• **Your instructions**
Copy word for word the stretch of the political discourse post from "Helen Lewis’ ‘Boiling" through "calling and abuse.".

** Document passage follows **

By Blog Writer Glenn Armstrong
The current political climate is dominated by arguments and disagreements that quickly become hostile, toxic and hateful. With serious issues facing humanity, from climate change to wealth distribution, it is no wonder passions run high when solutions to these problems are debated. But this becomes dangerous when freedom of speech comes into question. When people believe limiting airtime for those with radical and controversial views is the best option. When people would sooner silence those they disagree with than dedicate time to considering the issue.
Helen Lewis’ ‘Boiling Point’ piece in the New Statesman (31st of August- 6th of September) is remarkably thorough and a wonderful summary of how, and possibly why, the political discourse became so ‘toxic’. In an article revolving around media bias, Lewis does a brilliant job of maintaining a relatively neutral position on most issues, raising the issue of political discussion and its gradual decline into name calling and abuse.

** End of Document passage **
** Input data follows **

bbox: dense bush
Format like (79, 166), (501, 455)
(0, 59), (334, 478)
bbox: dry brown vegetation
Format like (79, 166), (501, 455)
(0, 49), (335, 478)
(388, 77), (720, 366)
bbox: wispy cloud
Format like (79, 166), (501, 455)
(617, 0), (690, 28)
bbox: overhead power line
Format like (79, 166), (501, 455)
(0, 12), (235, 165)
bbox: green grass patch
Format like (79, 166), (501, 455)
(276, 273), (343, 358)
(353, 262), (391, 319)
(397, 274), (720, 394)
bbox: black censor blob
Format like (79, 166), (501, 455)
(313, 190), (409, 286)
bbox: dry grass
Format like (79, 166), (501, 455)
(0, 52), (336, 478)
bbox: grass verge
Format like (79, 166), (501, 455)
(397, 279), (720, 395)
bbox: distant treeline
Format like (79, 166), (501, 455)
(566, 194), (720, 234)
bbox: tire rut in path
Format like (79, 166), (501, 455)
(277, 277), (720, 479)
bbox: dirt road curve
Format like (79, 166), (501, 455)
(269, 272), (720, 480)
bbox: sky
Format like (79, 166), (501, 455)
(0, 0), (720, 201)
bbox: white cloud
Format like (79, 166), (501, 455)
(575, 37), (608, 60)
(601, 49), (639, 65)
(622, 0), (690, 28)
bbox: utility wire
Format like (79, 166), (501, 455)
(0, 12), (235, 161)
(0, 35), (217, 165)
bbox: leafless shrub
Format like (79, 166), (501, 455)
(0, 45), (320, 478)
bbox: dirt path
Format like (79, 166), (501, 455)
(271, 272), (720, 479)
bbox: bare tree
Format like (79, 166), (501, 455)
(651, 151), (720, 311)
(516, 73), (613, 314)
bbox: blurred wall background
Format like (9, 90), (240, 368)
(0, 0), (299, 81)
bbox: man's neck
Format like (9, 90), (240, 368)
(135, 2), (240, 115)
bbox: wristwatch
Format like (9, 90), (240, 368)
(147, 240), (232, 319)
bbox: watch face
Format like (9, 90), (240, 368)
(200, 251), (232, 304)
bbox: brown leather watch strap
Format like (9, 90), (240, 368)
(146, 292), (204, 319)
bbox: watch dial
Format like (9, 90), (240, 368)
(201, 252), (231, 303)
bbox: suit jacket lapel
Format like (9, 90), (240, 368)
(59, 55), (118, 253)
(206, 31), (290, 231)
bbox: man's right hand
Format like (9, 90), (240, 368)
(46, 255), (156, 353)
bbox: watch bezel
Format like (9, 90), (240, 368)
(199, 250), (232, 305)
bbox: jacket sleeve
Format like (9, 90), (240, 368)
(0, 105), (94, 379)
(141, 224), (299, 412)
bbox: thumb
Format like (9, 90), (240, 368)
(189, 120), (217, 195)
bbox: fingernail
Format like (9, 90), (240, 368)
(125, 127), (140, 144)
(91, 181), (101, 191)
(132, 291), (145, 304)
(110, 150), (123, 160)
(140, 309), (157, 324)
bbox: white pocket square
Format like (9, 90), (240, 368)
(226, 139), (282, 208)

** End of Input data **
** Input data follows **

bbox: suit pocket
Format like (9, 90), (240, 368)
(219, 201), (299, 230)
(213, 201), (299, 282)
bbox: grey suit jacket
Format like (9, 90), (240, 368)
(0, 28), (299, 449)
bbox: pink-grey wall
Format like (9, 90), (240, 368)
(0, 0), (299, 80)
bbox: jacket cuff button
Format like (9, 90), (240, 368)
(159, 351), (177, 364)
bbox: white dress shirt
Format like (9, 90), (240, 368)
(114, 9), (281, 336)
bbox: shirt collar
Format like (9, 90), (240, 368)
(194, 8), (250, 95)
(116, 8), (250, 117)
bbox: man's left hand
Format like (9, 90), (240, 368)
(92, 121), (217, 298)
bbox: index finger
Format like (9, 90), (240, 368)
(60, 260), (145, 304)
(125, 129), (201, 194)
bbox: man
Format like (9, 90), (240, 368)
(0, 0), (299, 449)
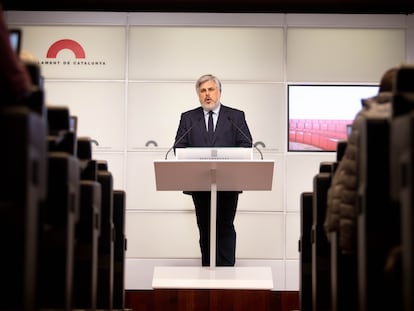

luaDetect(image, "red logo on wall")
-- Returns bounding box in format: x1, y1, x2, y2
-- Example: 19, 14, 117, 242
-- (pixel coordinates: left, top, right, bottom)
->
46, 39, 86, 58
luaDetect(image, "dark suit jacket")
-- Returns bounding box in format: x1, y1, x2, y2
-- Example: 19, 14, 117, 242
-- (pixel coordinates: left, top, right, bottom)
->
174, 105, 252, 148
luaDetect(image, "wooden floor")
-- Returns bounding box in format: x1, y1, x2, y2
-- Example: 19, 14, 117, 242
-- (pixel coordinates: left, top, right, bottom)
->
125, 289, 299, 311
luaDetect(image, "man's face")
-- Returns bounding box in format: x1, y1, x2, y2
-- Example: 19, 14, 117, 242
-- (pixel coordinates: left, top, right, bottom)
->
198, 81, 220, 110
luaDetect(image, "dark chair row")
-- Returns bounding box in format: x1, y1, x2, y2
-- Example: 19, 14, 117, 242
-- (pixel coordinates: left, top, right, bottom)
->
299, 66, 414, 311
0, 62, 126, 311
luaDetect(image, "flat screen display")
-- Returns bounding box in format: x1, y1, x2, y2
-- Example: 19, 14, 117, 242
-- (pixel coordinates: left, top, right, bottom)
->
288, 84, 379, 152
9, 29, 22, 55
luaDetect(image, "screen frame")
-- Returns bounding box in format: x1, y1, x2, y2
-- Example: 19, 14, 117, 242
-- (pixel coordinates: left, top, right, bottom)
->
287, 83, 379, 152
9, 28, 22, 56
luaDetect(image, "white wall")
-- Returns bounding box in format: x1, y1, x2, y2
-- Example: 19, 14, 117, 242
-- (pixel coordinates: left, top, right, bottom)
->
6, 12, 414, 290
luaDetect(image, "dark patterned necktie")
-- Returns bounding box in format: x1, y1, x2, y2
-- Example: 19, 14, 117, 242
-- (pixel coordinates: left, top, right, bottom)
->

** End of Input data **
** Input data follows **

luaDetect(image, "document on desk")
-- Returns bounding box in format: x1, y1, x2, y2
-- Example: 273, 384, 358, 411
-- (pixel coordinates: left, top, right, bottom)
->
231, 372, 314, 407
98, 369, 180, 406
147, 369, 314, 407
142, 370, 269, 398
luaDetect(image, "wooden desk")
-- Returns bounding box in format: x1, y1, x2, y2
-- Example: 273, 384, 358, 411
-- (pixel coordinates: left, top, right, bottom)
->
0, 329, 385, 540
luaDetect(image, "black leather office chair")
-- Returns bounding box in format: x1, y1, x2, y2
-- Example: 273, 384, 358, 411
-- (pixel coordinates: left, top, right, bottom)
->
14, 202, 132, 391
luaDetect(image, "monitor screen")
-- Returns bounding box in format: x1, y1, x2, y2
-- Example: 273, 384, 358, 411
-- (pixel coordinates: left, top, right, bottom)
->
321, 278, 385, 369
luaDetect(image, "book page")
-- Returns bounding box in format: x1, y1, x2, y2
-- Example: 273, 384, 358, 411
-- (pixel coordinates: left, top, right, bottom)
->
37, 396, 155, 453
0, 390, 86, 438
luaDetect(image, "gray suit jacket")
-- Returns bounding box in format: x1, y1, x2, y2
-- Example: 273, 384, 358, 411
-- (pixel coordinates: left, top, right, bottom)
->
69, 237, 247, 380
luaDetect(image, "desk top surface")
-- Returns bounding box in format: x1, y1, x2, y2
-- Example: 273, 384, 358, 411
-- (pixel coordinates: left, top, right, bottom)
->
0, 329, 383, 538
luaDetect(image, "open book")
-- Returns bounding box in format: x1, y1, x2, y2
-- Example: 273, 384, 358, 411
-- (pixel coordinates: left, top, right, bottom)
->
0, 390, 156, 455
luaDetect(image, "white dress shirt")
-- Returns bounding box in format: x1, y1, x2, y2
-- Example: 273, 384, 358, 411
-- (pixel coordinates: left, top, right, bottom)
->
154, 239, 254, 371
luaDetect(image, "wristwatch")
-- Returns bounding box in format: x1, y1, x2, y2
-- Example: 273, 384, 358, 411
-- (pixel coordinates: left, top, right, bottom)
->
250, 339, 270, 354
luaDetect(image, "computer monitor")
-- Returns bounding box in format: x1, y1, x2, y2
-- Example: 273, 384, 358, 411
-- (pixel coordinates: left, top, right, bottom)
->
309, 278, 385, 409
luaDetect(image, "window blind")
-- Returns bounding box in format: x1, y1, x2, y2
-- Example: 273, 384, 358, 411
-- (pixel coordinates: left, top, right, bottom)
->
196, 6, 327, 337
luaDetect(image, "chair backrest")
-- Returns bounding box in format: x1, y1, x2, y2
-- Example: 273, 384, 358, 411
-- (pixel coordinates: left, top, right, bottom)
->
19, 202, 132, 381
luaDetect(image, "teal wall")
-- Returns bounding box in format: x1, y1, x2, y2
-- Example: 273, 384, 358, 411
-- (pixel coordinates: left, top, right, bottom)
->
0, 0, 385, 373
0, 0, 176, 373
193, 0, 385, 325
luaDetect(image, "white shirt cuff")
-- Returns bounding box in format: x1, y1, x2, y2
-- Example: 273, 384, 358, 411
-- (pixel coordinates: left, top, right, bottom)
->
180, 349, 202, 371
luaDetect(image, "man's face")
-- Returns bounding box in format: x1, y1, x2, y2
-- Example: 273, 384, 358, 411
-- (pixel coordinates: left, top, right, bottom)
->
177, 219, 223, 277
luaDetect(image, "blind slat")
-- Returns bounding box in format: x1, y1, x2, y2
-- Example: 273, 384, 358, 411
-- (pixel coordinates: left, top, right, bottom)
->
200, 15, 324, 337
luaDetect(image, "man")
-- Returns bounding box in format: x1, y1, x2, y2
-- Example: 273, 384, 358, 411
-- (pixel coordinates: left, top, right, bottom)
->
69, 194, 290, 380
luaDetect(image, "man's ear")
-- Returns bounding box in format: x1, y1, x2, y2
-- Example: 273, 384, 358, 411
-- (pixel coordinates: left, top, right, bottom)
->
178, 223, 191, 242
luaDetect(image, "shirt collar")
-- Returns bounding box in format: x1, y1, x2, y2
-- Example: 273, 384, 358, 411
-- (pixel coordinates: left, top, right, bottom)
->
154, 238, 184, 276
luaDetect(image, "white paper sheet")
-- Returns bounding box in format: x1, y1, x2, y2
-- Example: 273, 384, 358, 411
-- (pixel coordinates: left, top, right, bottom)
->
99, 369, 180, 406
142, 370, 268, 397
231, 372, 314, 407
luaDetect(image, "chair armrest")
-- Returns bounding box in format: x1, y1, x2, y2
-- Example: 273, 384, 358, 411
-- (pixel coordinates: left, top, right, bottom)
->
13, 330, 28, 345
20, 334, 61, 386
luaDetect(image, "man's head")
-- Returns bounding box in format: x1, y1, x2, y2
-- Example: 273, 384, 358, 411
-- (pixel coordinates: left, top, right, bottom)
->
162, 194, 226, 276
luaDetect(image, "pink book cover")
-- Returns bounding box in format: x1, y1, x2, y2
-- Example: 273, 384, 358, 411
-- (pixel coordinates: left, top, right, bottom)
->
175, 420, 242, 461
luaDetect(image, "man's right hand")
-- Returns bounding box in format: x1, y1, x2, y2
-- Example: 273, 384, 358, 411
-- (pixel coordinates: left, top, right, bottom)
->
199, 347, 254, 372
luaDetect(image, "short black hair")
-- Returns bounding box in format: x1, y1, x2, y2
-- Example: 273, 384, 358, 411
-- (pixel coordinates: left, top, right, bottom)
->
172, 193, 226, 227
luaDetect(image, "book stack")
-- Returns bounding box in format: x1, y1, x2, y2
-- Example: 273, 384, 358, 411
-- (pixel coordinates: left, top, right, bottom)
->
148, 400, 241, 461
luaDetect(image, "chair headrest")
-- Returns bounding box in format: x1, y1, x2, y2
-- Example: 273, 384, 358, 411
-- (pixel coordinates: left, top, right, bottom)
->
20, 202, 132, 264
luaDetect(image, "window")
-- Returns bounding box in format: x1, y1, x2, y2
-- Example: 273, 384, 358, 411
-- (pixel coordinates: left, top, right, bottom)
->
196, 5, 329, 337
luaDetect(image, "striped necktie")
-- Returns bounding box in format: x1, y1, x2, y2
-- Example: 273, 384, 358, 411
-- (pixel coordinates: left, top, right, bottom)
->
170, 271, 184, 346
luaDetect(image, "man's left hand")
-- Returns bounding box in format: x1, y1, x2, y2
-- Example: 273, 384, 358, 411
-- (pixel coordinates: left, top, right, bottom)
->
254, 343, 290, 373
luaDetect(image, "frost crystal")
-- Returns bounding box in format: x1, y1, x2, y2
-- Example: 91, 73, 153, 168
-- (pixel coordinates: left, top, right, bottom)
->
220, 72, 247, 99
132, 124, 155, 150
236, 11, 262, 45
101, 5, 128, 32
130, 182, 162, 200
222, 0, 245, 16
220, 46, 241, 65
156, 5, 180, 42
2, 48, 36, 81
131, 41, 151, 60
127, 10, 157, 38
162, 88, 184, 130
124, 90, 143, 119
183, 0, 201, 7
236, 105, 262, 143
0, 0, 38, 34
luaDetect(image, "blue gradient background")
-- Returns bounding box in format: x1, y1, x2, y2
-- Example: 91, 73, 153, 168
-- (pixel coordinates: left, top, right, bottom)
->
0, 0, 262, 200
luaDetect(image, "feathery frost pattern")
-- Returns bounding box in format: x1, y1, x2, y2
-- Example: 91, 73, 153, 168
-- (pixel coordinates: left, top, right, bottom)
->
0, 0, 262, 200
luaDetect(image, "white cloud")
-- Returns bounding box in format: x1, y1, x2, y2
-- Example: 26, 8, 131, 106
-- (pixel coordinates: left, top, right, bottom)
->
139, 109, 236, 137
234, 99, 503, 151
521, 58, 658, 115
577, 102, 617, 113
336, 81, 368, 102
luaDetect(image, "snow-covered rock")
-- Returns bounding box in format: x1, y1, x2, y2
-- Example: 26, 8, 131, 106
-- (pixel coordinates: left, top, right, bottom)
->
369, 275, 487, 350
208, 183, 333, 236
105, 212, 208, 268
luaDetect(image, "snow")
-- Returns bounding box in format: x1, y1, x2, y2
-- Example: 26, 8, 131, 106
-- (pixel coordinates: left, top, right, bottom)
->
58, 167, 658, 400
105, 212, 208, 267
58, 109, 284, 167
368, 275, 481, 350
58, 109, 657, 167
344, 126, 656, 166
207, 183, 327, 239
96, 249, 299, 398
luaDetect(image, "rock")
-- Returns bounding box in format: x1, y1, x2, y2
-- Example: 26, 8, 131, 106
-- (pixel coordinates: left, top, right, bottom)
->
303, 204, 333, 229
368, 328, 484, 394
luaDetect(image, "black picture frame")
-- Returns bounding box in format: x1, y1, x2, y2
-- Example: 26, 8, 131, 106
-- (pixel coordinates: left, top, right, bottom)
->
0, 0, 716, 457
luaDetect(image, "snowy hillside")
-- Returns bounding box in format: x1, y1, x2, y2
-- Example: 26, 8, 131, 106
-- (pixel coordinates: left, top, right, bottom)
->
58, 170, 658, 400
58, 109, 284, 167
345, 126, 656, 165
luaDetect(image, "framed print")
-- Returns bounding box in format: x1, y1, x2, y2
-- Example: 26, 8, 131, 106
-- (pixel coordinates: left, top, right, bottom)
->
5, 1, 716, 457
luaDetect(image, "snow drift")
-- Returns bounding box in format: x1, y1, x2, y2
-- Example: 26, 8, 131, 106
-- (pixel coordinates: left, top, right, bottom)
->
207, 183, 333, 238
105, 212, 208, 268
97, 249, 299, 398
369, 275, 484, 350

** End of Input data **

• **Answer**
Helen Lewis’ ‘Boiling Point’ piece in the New Statesman (31st of August- 6th of September) is remarkably thorough and a wonderful summary of how, and possibly why, the political discourse became so ‘toxic’. In an article revolving around media bias, Lewis does a brilliant job of maintaining a relatively neutral position on most issues, raising the issue of political discussion and its gradual decline into name calling and abuse.